**Source passage**
——————
On 01/10/18 18:31, Daniel Mack wrote:
On 30/9/2018 11:10 PM, Chris Packham wrote:
With this in mind, I don't see why this
- st = readl_relaxed(nfc->regs + NDSR);
- if (st & (NDSR_RDY(0) | NDSR_RDY(1)))
complete(&nfc->complete);
Yeah, me neither. Chris, are you absolutely sure this is the reason? I'm asking because it took me several tries sometimes to trigger the bug, so is there a chance that you see an error at all times, regardless of whether my patch is applied?
It seems pretty consistent. Without this patch there seems to be no problem. With this patch it triggers pretty much straight away. I can't discount that there might be something wrong with my dts (the R/B configuration was missing initially).
I've also been able to run this on the DB-88F6820-AMC board with the same result (the dts for this is in the for-next branch of git://git.infradead.org/linux-mvebu.git).
The really odd thing is the following seems to avoid the problem
st = readl_relaxed(nfc->regs + NDSR);
udelay(1000);
if (st & (NDSR_RDY(0) | NDSR_RDY(1)))
complete(&nfc->complete);
Which is weird because the st value has already been read so the udelay should have no effect.
Erm, yes. That's totally weird. Which gcc are you using for this?
arm-softfloat-linux-gnueabi-gcc (crosstool-NG crosstool-ng-1.22.0) 4.9.3
Could you please try and use readl() here instead of readl_relaxed()? That will place a memory barrier after the read to enforce ordering.
I'd previously tried readl() based on the same hunch. No change.
I think my snippet above might be misleading. While a delay between readl_relaxed() and the if should not change the outcome, this is also a delay between marvell_nfc_enable_int() and marvell_nfc_disable_int() which is probably more significant. Sure enough if I move the delay to just before the marvell_nfc_disable_int() the error is not seen.
But if this is a problem, many other parts of that driver should be equally affected.
On 28/09/18 19:43, Daniel Mack wrote:
Also, does my .EALREADY approach (v1) make any difference?
The v1 of this patch doesn't show the problem.
That's also very strange because the condition it triggers on is exactly the same.
One difference is that by calling complete() interrupts will be disabled in the spinlock.
Thanks, Daniel
——————
**Listed entries**

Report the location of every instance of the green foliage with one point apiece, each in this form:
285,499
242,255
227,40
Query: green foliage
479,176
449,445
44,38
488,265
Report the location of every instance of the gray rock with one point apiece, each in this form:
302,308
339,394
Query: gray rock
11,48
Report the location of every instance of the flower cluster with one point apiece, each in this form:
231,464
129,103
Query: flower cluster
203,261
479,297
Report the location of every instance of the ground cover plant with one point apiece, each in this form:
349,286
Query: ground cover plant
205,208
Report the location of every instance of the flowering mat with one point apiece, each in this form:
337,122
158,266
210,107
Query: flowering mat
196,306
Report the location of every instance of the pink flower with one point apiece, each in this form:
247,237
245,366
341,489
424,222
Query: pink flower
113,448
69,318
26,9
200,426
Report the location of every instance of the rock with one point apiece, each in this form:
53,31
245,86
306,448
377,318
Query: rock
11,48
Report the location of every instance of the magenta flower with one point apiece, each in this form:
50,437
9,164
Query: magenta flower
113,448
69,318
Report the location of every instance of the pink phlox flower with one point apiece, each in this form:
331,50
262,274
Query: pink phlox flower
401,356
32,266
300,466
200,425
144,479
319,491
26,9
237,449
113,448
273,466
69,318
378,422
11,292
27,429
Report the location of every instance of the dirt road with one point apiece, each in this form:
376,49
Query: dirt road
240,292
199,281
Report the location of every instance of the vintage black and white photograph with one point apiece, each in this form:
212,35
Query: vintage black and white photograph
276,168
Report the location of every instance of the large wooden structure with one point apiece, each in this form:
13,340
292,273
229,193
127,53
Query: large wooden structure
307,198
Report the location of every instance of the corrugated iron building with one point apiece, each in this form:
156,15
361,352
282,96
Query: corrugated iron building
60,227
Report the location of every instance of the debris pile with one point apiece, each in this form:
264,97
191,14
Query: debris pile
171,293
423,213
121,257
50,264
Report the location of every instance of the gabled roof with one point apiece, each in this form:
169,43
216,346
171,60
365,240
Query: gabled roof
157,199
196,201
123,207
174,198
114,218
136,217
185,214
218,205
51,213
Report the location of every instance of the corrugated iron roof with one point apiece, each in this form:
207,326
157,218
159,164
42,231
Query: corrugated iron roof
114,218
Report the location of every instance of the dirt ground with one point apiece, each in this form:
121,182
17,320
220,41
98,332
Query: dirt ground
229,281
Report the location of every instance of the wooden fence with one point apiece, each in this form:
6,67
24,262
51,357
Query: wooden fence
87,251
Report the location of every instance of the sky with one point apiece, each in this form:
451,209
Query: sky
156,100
——————
**Complete the following**
#1 Answer from the thread:
(a) Which compiler does Chris report using?
(b) On which board besides his own did Chris see the same result?
(c) Does the v1 of the patch show the problem?
#2 Express the records as a numbered list, from the line containing "Report the location of every instance of the debris" through the end of the records, both included, with blank lines omitted.
The records are unrelated to the thread.

**Results for each task**
#1
(a) arm-softfloat-linux-gnueabi-gcc (crosstool-NG crosstool-ng-1.22.0) 4.9.3
(b) The DB-88F6820-AMC board
(c) No, the v1 of the patch does not show the problem.

#2
1. Report the location of every instance of the debris pile with one point apiece, each in this form:
2. 264,97
3. 191,14
4. Query: debris pile
5. 171,293
6. 423,213
7. 121,257
8. 50,264
9. Report the location of every instance of the gabled roof with one point apiece, each in this form:
10. 169,43
11. 216,346
12. 171,60
13. 365,240
14. Query: gabled roof
15. 157,199
16. 196,201
17. 123,207
18. 174,198
19. 114,218
20. 136,217
21. 185,214
22. 218,205
23. 51,213
24. Report the location of every instance of the corrugated iron roof with one point apiece, each in this form:
25. 207,326
26. 157,218
27. 159,164
28. 42,231
29. Query: corrugated iron roof
30. 114,218
31. Report the location of every instance of the dirt ground with one point apiece, each in this form:
32. 121,182
33. 17,320
34. 220,41
35. 98,332
36. Query: dirt ground
37. 229,281
38. Report the location of every instance of the wooden fence with one point apiece, each in this form:
39. 6,67
40. 24,262
41. 51,357
42. Query: wooden fence
43. 87,251
44. Report the location of every instance of the sky with one point apiece, each in this form:
45. 451,209
46. Query: sky
47. 156,100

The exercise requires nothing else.